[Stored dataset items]

────────────────

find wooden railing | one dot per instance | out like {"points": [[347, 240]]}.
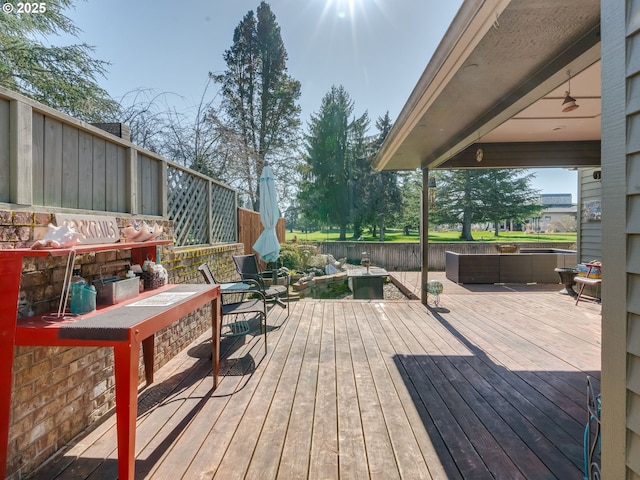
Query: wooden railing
{"points": [[57, 161]]}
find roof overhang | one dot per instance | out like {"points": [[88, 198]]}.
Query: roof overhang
{"points": [[499, 75]]}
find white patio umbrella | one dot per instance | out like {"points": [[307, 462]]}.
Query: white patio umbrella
{"points": [[267, 244]]}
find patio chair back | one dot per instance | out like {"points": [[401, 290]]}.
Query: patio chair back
{"points": [[254, 306], [247, 266]]}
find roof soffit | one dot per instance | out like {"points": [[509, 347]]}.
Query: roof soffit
{"points": [[502, 63]]}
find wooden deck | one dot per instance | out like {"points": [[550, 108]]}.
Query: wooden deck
{"points": [[492, 384]]}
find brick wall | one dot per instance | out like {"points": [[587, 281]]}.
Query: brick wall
{"points": [[58, 391]]}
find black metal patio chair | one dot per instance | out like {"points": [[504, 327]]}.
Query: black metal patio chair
{"points": [[234, 303], [249, 269]]}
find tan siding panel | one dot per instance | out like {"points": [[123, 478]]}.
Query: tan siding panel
{"points": [[633, 175], [99, 173], [633, 124], [5, 184], [633, 94], [38, 158], [123, 182], [590, 231], [633, 419], [633, 346], [149, 184], [85, 170], [633, 459], [633, 254], [633, 214], [634, 300], [52, 170], [70, 177]]}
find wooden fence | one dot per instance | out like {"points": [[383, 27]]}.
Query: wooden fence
{"points": [[50, 159], [250, 227]]}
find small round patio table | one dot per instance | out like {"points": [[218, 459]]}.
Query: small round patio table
{"points": [[566, 278]]}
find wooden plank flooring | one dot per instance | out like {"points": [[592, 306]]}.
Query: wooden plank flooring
{"points": [[492, 384]]}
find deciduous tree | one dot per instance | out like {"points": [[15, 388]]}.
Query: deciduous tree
{"points": [[62, 77]]}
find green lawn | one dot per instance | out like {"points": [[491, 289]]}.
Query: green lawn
{"points": [[392, 235]]}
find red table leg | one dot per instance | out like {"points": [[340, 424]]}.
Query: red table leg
{"points": [[215, 338], [126, 375], [10, 268], [148, 348]]}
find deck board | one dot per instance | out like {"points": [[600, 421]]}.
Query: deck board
{"points": [[492, 384]]}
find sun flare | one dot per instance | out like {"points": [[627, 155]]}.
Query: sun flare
{"points": [[345, 8]]}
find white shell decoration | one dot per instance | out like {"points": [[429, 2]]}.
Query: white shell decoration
{"points": [[58, 237], [142, 232]]}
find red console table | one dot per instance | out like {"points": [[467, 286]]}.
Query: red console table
{"points": [[124, 327]]}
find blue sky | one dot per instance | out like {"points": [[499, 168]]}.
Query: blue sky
{"points": [[376, 49]]}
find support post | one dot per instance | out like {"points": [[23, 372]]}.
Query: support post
{"points": [[424, 236]]}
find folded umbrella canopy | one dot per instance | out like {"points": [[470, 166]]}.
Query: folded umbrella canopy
{"points": [[267, 245]]}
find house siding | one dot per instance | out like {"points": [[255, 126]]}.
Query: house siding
{"points": [[620, 146], [590, 229]]}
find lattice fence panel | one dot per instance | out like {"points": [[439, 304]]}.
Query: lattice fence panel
{"points": [[224, 214], [189, 205]]}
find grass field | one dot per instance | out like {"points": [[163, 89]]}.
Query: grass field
{"points": [[451, 236]]}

────────────────

[Your goal]
Retype nothing except the lines from the line holding "Query: house siding" through the last line of the entries, both included.

[Result of the exercise]
Query: house siding
{"points": [[620, 146], [590, 229]]}
find lattice fence panel | one dot per instance | out like {"points": [[439, 304]]}.
Query: lattice fence panel
{"points": [[224, 214], [189, 205]]}
find grass field | one dot per instance | out like {"points": [[163, 89]]}.
Query: grass field
{"points": [[451, 236]]}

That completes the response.